▶ Arbeitsaufträge
1 – Geben Sie den Abschnitt aus dem Urteilsauszug wortgetreu wieder, der mit den Worten „Die Kosten des“ anfängt und mit „Berufung ist begründet.“ schließt.
2 – Führen Sie den Urteilsauszug im Anschluss an seinen letzten Satz fort.

Würde die Darlegung der Beklagten hier tatsächlich zum Ausschluss ihrer Haftung führen, hätte sie in dieser Fallkonstellation die Möglichkeit, durch entsprechend vage bleibenden Vortrag sowohl ihren Sohn zu schützen, als auch die eigene Haftung auszuschließen. Das erscheint aber selbst dann nicht gerechtfertigt, wenn es – wie hier – um eine Rechtsverletzung geht, die sich im engen Familienkreis abgespielt hat.

Zwar greift der verfassungsrechtliche Schutz der Familie ein, weshalb die Beklagte ihren Sohn auch nicht belasten muss. Das hat aber umgekehrt zur Folge, dass sie selbst die Haftung auf sich nehmen muss. Anderenfalls würde bei Urheberrechtsverletzungen im Familienkreis eine Schutzlücke entstehen, die auch durch den Schutz der Familie nicht zu rechtfertigen ist.“

 

Landgericht Berlin, Urteil vom 10.03.2016, Az. 16 S 31/15

 

Vorinstanz:
Amtsgericht Charlottenburg, Urteil vom 06.05.2015, Az. 214 C 64/15

 

(…) hat die Zivilkammer 16 des Landgerichts Berlin in Berlin – Mitte, Littenstraße 12-17, 10179 Berlin, auf die mündliche Verhandlung vom 10.03.2016 durch den Richter am Landgericht [Name] als Einzelrichter

für Recht erkannt:

 

Auf die Berufung der Klägerin wird das am 6. Mai 2015 verkündete Urteil des Amtsgerichts Charlottenburg – Az. 214 C 64/15 – geändert:

Die Beklagte wird verurteilt, an die Klägerin 956,00 EUR nebst Zinsen in Höhe von fünf Prozentpunkten über dem Basiszinssatz seit dem 16. Mai 2014 zu zahlen.

Die Kosten des Rechtsstreits beider Instanzen trägt die Beklagte. Das Urteil ist vorläufig vollstreckbar. Die Revision wird nicht zugelassen.

Gründe

 

I.

Bezüglich des Sachverhalts wird gemäß § 540 Abs. 1 ZPO auf den Tatbestand des erstinstanzlichen Urteils vom 06.05.2015 verwiesen.

II.

Die Berufung ist begründet.

Die Klägerin hat gegen die Beklagte zunächst einen Anspruch auf Schadensersatz in Höhe von 450,00 EUR wegen des öffentlichen Zugänglichmachens des genannten Musikalbums im Wege des so genannten Filesharings gemäß §§ 97 Abs. 2, 16 ff. UrhG, 287 ZPO. Hinsichtlich der zugrunde liegenden Urheberrechtsverletzung ist zwischen den Parteien allein im Streit, ob die Beklagte als Täterin dafür verantwortlich ist. So hat die Beklagte weder bestritten, dass die Klägerin Inhaberin der erforderlichen Nutzungsrechte an den Musikstücken war, noch dass es überhaupt über den ihr zugewiesenen Internetanschluss zu einer Urheberrechtsverletzung gekommen ist, zumal – wie ebenfalls unstreitig – der WLAN-Anschluss der Beklagten ausreichend gegen unberechtigte Nutzung Dritter gesichert war. Auf Grundlage der dafür vom BGH aufgestellten Anforderungen (vgl. zuletzt BGH GRUR 2016, 191 – Tauschbörse III) haftet die Beklagte hier – trotz ihres dahingehenden Bestreitens – als Täterin dafür, dass die Musikstücke von ihrem Internetanschluss aus öffentlich zugänglich gemacht wurden.

▶ Gegebene Angaben
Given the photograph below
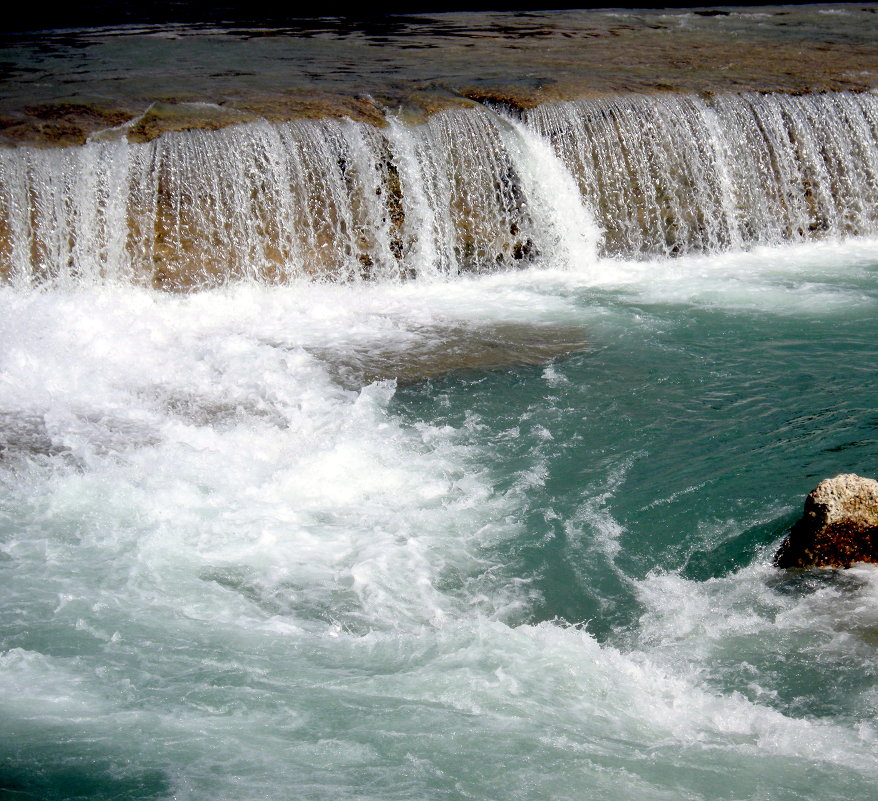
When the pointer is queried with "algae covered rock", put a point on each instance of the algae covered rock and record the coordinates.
(838, 528)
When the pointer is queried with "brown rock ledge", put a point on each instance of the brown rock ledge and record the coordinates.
(839, 526)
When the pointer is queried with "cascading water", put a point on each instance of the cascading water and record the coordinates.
(682, 174)
(468, 191)
(323, 533)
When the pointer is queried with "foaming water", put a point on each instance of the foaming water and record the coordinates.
(234, 564)
(467, 191)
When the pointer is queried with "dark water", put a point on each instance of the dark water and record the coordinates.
(59, 86)
(455, 464)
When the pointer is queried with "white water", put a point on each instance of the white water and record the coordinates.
(243, 578)
(228, 574)
(467, 191)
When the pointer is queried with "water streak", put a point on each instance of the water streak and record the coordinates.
(468, 191)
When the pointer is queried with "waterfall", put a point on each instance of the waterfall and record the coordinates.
(468, 191)
(674, 174)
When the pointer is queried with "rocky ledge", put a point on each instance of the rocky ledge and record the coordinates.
(839, 526)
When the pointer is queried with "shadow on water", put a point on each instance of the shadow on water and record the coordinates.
(47, 780)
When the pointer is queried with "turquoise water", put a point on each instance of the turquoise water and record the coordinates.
(226, 574)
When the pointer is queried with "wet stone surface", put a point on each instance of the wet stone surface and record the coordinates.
(61, 87)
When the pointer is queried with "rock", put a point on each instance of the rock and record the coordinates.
(838, 528)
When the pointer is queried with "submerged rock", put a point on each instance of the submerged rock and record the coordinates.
(838, 528)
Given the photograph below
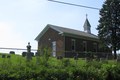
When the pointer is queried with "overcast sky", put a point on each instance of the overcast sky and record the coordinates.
(22, 20)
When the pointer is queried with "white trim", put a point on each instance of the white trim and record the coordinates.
(45, 29)
(55, 29)
(81, 37)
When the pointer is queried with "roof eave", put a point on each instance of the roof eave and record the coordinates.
(80, 36)
(44, 30)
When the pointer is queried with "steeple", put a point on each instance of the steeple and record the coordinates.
(87, 26)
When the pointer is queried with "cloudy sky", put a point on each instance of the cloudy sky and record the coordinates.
(22, 20)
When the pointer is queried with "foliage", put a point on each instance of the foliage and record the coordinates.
(109, 27)
(16, 68)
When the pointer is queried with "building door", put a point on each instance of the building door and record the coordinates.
(54, 48)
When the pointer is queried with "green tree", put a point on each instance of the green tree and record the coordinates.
(109, 25)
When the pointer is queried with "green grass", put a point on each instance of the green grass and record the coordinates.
(16, 67)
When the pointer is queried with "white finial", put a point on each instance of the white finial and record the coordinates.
(86, 16)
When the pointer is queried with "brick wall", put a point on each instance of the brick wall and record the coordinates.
(53, 36)
(79, 46)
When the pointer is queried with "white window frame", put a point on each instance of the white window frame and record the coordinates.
(85, 45)
(74, 44)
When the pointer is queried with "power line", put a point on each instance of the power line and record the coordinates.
(17, 49)
(74, 4)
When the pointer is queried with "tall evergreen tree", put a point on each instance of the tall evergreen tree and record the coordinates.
(109, 25)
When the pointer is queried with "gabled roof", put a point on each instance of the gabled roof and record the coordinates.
(87, 24)
(63, 30)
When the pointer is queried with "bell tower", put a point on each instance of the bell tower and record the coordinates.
(87, 26)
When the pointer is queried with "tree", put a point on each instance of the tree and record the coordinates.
(109, 25)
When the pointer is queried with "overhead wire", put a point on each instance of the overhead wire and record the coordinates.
(74, 4)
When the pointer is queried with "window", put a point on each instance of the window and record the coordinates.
(95, 47)
(73, 44)
(84, 46)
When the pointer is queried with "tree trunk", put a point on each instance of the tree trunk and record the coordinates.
(115, 53)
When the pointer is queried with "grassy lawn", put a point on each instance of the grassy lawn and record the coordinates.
(16, 67)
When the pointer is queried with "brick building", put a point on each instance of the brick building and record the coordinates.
(65, 39)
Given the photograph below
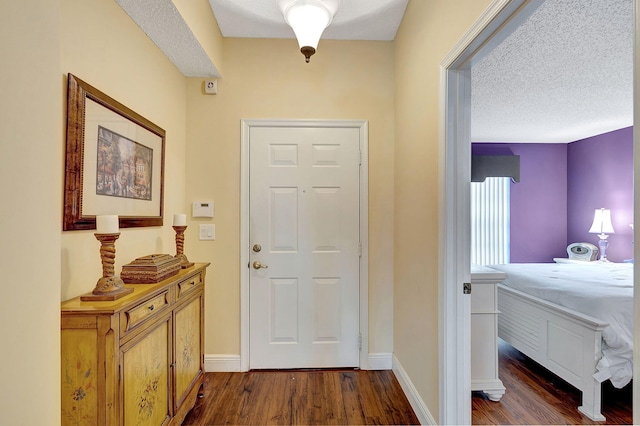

▶ Lösungen
1 –
Die Kosten des Rechtsstreits beider Instanzen trägt die Beklagte. Das Urteil ist vorläufig vollstreckbar. Die Revision wird nicht zugelassen.

Gründe

 

I.

Bezüglich des Sachverhalts wird gemäß § 540 Abs. 1 ZPO auf den Tatbestand des erstinstanzlichen Urteils vom 06.05.2015 verwiesen.

II.

Die Berufung ist begründet.

2 –
Zwar trägt die Klägerin nach den allgemeinen Grundsätzen als Anspruchsteller im Ausgangspunkt auch hier die Darlegungs- und Beweislast dafür, dass die Voraussetzungen des von ihr geltend gemachten Anspruchs auf Schadensersatz erfüllt sind. Den Inhaber des Anschlusses – hier die Beklagte – trifft aber jedenfalls eine sekundäre Darlegungslast, der er dadurch genügt, dass er dazu vorträgt, ob andere Personen und gegebenenfalls welche anderen Personen selbstständigen Zugang zu seinem Internetanschluss hatten und als Täter der Rechtsverletzung in Betracht kommen.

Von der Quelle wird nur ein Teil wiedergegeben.